### Lignes enregistrées

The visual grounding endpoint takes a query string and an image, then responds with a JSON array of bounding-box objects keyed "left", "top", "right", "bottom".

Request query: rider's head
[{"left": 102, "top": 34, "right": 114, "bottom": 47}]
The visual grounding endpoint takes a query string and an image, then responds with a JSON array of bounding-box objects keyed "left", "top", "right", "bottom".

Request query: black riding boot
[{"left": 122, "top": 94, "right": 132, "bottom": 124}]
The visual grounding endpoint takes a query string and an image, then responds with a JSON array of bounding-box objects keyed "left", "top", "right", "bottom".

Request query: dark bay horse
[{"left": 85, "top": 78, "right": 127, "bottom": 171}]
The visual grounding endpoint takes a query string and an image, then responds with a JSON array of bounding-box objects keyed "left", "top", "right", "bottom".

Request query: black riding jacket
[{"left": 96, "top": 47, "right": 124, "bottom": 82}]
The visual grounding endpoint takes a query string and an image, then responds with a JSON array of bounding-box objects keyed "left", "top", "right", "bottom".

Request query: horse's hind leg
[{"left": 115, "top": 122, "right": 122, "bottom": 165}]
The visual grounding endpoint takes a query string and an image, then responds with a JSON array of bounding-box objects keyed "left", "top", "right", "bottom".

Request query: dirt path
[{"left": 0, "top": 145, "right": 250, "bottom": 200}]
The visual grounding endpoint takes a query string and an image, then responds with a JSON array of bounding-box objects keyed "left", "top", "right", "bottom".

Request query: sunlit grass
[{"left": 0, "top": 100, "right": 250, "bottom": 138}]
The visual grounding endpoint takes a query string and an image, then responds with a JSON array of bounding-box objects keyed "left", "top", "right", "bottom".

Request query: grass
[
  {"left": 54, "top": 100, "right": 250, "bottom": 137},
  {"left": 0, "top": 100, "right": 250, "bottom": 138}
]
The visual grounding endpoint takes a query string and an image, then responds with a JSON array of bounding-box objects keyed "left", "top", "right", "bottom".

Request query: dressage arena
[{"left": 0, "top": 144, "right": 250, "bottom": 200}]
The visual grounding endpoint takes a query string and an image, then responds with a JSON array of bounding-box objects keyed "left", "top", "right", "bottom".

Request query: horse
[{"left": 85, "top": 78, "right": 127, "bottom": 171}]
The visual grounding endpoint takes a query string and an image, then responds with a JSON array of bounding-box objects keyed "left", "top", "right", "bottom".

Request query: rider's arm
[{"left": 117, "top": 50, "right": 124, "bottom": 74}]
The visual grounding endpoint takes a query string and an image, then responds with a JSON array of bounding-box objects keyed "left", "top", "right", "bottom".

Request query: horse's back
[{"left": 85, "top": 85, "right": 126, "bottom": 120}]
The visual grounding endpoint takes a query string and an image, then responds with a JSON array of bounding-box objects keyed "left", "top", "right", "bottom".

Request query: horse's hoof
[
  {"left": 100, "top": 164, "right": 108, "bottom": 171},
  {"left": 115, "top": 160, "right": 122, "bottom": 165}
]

######

- Travail demandé
Affichez chaque ligne des données où figure le mot « black ».

- Corrigé
Request query: black riding boot
Request query: black riding jacket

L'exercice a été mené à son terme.